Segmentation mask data
---
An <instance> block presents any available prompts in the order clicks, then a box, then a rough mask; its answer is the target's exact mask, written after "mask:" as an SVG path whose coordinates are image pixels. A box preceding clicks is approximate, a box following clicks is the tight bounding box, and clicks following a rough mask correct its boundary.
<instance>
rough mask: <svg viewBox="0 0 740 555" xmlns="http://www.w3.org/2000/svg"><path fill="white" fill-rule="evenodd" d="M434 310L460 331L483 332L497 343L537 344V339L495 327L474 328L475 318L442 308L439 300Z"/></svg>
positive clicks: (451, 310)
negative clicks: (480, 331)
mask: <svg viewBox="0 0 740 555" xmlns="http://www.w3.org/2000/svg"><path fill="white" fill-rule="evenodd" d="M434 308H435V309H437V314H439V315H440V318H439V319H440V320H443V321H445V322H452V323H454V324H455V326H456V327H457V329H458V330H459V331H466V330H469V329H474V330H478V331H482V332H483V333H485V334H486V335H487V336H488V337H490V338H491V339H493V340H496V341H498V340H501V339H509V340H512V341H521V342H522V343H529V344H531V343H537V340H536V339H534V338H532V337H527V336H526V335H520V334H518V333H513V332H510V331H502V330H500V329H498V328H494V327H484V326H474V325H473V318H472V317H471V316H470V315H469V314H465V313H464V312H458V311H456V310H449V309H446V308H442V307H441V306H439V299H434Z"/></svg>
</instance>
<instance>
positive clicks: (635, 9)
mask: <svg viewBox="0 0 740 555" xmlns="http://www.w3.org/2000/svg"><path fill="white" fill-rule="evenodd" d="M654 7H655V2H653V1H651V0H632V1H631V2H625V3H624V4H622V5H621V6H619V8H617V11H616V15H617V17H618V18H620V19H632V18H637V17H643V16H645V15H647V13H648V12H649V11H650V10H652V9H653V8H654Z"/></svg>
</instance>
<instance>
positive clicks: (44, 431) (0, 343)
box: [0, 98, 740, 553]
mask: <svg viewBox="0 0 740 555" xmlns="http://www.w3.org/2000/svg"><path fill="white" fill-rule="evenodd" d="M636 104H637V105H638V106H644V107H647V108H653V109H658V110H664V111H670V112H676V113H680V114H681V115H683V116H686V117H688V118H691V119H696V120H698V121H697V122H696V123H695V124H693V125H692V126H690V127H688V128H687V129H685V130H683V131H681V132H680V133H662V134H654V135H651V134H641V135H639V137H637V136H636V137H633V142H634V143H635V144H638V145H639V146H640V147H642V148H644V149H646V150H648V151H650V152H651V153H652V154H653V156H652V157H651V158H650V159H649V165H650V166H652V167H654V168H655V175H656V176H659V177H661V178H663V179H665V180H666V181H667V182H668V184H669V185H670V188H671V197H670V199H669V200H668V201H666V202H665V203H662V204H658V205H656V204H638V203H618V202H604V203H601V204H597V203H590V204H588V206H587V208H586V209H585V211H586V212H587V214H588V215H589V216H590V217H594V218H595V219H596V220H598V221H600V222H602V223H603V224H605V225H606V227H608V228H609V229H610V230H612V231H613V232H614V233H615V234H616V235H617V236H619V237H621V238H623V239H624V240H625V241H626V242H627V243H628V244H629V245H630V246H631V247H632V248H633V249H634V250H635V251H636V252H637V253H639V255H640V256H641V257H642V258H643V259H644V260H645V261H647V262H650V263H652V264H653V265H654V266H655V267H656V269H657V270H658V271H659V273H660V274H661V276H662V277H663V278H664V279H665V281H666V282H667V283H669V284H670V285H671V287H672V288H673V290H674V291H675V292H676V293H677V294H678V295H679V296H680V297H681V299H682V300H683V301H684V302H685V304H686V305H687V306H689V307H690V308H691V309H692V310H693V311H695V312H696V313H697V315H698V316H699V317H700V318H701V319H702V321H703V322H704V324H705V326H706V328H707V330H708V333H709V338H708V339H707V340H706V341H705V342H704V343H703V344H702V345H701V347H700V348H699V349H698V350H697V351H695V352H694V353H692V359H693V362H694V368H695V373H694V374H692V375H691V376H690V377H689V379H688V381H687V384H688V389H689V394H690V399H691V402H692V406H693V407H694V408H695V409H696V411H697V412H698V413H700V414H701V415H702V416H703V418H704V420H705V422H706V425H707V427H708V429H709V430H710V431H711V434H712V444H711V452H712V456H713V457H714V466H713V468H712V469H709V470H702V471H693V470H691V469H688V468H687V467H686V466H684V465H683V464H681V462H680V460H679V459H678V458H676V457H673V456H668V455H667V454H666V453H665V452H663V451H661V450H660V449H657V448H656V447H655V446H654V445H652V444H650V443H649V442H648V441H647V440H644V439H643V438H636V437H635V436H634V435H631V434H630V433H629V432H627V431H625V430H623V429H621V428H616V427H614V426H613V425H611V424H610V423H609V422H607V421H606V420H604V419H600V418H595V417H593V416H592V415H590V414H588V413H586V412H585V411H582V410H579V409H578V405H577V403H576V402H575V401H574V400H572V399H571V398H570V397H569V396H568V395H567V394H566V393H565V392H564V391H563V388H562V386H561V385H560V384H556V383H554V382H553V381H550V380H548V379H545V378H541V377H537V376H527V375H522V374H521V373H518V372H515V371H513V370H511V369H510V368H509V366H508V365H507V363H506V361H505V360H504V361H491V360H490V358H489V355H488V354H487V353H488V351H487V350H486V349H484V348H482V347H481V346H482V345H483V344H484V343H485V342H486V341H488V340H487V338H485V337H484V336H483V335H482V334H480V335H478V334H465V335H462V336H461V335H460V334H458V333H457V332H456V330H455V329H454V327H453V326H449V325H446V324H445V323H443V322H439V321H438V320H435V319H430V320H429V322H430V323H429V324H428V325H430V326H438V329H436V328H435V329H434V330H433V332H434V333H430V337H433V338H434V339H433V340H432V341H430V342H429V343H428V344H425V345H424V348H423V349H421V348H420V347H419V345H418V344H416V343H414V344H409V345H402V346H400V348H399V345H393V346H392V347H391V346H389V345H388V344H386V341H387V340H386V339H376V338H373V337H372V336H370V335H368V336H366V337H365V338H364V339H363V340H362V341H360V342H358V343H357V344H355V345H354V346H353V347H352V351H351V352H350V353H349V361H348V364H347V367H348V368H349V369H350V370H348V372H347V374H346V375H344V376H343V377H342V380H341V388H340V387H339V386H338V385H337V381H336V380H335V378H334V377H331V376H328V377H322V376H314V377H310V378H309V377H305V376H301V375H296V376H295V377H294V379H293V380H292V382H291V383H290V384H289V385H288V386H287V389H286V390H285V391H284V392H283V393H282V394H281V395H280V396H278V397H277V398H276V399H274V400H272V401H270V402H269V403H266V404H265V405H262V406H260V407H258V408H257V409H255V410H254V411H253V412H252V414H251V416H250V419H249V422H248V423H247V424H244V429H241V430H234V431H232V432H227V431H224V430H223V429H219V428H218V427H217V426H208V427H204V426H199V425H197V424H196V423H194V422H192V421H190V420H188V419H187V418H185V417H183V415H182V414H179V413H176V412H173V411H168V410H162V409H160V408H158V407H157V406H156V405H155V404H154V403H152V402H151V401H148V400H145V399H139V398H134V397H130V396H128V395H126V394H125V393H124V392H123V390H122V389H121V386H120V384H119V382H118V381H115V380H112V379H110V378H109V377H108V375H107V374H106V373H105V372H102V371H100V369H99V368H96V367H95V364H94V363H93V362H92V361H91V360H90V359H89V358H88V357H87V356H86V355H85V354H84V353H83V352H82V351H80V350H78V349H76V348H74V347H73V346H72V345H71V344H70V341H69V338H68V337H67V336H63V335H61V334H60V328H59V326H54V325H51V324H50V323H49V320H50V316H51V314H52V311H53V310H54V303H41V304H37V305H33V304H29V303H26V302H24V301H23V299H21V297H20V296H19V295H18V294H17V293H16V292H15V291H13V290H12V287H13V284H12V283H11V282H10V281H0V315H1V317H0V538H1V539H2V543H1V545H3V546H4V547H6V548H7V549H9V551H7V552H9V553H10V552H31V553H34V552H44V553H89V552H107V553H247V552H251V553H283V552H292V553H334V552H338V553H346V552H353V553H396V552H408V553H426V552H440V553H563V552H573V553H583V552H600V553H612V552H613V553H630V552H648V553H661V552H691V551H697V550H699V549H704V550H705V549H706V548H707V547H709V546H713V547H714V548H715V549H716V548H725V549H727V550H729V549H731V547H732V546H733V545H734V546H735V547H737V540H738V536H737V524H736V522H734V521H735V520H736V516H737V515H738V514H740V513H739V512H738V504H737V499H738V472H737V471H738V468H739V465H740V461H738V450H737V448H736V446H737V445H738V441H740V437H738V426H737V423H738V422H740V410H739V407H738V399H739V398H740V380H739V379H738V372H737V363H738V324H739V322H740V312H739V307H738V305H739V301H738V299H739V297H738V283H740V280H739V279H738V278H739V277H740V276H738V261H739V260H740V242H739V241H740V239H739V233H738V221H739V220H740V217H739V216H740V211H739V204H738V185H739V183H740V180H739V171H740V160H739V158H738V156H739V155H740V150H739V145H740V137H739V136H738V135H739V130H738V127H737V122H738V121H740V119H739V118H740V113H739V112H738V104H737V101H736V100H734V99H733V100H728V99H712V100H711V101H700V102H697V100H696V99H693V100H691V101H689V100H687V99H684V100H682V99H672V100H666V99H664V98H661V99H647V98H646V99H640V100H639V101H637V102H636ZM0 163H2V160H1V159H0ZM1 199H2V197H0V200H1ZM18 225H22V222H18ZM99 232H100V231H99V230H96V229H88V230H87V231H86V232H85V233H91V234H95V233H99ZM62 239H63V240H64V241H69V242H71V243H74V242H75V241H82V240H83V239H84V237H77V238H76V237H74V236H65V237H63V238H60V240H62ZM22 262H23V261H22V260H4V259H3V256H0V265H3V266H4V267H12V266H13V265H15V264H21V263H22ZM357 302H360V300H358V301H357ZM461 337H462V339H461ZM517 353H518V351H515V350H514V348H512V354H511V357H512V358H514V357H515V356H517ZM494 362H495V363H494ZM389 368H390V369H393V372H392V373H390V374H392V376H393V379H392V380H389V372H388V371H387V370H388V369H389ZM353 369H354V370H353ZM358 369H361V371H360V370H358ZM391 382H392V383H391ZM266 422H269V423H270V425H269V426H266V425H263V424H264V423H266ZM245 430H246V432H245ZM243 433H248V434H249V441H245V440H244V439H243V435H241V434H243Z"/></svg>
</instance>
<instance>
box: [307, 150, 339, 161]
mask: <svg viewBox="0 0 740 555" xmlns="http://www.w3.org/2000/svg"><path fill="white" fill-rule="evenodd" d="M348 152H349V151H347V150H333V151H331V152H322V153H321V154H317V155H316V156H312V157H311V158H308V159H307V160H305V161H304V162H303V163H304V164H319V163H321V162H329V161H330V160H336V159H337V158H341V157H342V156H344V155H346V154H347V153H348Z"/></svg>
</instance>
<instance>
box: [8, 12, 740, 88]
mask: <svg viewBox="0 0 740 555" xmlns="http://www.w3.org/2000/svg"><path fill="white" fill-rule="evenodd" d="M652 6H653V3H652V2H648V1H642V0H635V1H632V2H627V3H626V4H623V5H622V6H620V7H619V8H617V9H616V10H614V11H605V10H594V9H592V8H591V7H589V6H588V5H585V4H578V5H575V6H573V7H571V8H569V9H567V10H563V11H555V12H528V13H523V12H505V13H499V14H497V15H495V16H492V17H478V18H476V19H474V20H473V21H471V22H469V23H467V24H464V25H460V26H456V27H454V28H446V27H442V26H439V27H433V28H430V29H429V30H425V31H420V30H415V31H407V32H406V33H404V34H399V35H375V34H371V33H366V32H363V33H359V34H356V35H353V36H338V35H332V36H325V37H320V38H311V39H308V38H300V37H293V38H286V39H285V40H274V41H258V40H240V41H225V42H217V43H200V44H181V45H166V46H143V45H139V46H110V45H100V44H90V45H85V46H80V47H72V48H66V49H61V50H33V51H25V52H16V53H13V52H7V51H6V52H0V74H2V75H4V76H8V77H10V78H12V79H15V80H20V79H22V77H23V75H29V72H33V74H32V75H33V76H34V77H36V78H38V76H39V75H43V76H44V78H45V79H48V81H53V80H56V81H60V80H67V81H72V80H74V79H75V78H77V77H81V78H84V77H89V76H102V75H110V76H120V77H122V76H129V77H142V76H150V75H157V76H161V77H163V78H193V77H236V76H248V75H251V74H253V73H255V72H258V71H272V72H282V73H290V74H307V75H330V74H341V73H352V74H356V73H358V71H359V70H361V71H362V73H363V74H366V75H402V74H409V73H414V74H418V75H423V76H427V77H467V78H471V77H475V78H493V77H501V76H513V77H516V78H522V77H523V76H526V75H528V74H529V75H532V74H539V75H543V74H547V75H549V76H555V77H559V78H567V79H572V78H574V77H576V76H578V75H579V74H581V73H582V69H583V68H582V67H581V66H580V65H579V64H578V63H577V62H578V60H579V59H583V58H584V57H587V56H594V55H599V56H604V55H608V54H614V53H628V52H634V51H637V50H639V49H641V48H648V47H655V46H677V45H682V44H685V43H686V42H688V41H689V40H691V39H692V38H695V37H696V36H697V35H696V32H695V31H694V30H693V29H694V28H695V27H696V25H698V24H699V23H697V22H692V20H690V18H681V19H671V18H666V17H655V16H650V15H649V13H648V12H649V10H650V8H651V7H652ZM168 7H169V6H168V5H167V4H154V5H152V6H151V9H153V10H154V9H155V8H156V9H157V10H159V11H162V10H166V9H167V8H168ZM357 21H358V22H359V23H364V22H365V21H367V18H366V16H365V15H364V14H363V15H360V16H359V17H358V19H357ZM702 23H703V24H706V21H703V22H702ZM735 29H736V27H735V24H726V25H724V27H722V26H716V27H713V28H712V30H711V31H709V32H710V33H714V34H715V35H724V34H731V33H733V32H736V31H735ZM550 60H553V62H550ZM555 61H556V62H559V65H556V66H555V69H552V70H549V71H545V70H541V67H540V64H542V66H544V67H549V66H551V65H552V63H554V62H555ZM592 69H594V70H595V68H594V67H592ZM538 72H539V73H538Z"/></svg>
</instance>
---
= What this task involves =
Copy out the lines from the very first one through the line containing "box: [0, 98, 740, 553]", including that line.

= Output below =
An <instance> block presents any available prompts in the order clicks, then a box, then a rough mask; its answer is the target's exact mask, written after "mask:" as an SVG path whose coordinates are image pixels. A box preceding clicks is approximate, a box following clicks is the tight bounding box, and clicks following a rough mask correct its boundary.
<instance>
rough mask: <svg viewBox="0 0 740 555" xmlns="http://www.w3.org/2000/svg"><path fill="white" fill-rule="evenodd" d="M434 310L460 331L483 332L497 343L537 344V339L495 327L474 328L475 318L442 308L439 300Z"/></svg>
positive clicks: (451, 310)
negative clicks: (480, 331)
mask: <svg viewBox="0 0 740 555" xmlns="http://www.w3.org/2000/svg"><path fill="white" fill-rule="evenodd" d="M434 308H435V309H437V314H439V315H440V318H439V319H440V320H443V321H445V322H452V323H454V324H455V326H456V327H457V329H458V330H459V331H466V330H469V329H474V330H478V331H482V332H483V333H485V334H486V335H487V336H488V337H490V338H491V339H493V340H496V341H498V340H501V339H509V340H512V341H521V342H522V343H529V344H531V343H537V340H536V339H534V338H532V337H527V336H526V335H520V334H518V333H513V332H510V331H502V330H500V329H498V328H494V327H484V326H474V325H473V318H472V317H471V316H470V315H469V314H465V313H464V312H458V311H456V310H449V309H446V308H442V307H441V306H439V299H434Z"/></svg>
</instance>
<instance>
positive clicks: (635, 9)
mask: <svg viewBox="0 0 740 555" xmlns="http://www.w3.org/2000/svg"><path fill="white" fill-rule="evenodd" d="M654 7H655V2H653V1H651V0H632V1H631V2H625V3H624V4H622V5H621V6H619V8H617V11H616V15H617V17H618V18H620V19H632V18H637V17H643V16H645V15H647V13H648V12H649V11H650V10H652V9H653V8H654Z"/></svg>
</instance>
<instance>
positive clicks: (44, 431) (0, 343)
box: [0, 98, 740, 553]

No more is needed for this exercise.